• **What you need to do**
Write the records out again, exactly as they stand below.

(Items from a dataset)
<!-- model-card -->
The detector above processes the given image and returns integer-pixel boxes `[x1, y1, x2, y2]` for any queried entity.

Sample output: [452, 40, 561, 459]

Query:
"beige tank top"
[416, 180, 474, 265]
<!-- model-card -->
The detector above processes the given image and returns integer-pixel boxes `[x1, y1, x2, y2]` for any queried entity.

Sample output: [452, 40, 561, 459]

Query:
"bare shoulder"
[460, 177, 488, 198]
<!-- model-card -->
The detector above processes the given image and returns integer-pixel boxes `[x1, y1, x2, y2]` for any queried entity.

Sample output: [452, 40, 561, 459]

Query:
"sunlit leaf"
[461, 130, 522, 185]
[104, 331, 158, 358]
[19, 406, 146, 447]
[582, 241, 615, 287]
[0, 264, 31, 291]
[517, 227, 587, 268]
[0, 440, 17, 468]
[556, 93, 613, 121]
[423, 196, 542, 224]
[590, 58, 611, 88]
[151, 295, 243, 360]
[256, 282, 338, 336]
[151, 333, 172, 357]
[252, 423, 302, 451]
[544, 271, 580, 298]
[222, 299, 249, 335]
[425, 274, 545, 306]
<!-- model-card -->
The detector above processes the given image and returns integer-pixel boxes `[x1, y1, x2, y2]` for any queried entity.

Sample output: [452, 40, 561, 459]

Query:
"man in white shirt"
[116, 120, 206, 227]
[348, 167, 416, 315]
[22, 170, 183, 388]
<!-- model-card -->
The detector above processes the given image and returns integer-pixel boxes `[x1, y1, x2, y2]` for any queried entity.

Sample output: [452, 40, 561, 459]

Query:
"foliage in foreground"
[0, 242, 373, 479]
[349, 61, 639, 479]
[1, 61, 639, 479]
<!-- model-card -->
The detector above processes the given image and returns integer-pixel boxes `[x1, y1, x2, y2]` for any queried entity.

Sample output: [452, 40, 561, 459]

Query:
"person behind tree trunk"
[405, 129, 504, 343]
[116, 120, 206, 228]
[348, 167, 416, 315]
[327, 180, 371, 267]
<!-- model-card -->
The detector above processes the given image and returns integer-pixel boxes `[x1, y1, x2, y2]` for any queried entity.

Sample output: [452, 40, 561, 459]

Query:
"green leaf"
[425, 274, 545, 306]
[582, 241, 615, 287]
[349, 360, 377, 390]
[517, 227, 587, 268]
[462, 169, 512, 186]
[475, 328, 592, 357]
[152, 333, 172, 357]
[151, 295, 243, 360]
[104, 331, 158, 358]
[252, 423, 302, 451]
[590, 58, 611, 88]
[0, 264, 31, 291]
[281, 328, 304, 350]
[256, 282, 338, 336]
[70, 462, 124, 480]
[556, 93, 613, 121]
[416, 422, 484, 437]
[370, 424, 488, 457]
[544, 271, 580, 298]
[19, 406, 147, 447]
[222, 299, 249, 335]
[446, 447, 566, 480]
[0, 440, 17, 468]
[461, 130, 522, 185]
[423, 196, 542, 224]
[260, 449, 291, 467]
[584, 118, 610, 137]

• **Your solution**
<!-- model-card -->
The detector above processes the given image and returns integer-pixel boxes `[x1, y1, x2, y2]` for any queried entity.

Sample output: [452, 40, 561, 459]

Query:
"beige tank top"
[416, 180, 474, 265]
<!-- model-card -->
The detector above processes the given image and returns integer-pixel boxes `[x1, y1, x2, y2]` for any queried entity.

Sample output: [452, 40, 561, 459]

Query:
"bare shoulder"
[460, 177, 488, 198]
<!-- model-card -->
The detector above processes the given image and returns integer-pixel boxes `[x1, y1, x2, y2]` for any queried entity.

Sample output: [452, 40, 561, 459]

Query:
"sunlit leaf"
[461, 130, 522, 185]
[104, 331, 158, 358]
[19, 406, 146, 447]
[582, 241, 615, 287]
[0, 264, 31, 291]
[517, 227, 587, 268]
[0, 440, 17, 468]
[556, 93, 613, 121]
[423, 196, 542, 224]
[590, 58, 611, 88]
[151, 295, 243, 360]
[256, 282, 338, 336]
[151, 333, 172, 357]
[252, 423, 302, 451]
[544, 271, 580, 298]
[222, 299, 249, 335]
[425, 274, 545, 306]
<!-- model-card -->
The detector above processes the given image and returns integer-pixel boxes `[x1, y1, x2, y2]` for any queried entity.

Sample output: [452, 40, 561, 459]

Query:
"man in white shirt"
[116, 120, 206, 227]
[348, 167, 416, 315]
[22, 170, 183, 388]
<!-- model-card -->
The detector above processes the given image and returns integer-pixel boxes `[x1, y1, x2, y2]` for any queried entity.

Sample output: [452, 40, 561, 459]

Query:
"foliage in foreground"
[0, 242, 373, 479]
[349, 61, 639, 479]
[1, 61, 639, 479]
<!-- model-card -->
The detector above processes the given image and returns integer-pixel boxes `[x1, y1, x2, y2]` for any queried entity.

Sample output: [452, 40, 561, 459]

Query:
"person behind tree trunk"
[405, 129, 504, 343]
[116, 120, 206, 228]
[348, 167, 416, 315]
[327, 180, 371, 267]
<!-- model-card -->
The detector above processes the given image and returns integer-pixel boxes `[x1, y1, x2, y2]` for any queried entity.

Sample output: [452, 40, 561, 459]

Query:
"green leaf"
[425, 274, 545, 306]
[582, 241, 615, 287]
[349, 360, 377, 390]
[517, 227, 587, 268]
[462, 169, 512, 186]
[475, 328, 592, 357]
[152, 333, 172, 357]
[151, 295, 243, 360]
[104, 331, 158, 358]
[252, 423, 302, 451]
[590, 58, 611, 88]
[0, 264, 31, 291]
[281, 328, 304, 350]
[256, 282, 338, 336]
[70, 462, 124, 480]
[556, 93, 613, 121]
[416, 422, 484, 437]
[370, 424, 488, 457]
[544, 271, 580, 298]
[19, 406, 147, 447]
[222, 299, 249, 335]
[446, 447, 566, 480]
[0, 440, 17, 468]
[461, 130, 522, 185]
[423, 196, 542, 224]
[260, 449, 291, 467]
[584, 118, 610, 137]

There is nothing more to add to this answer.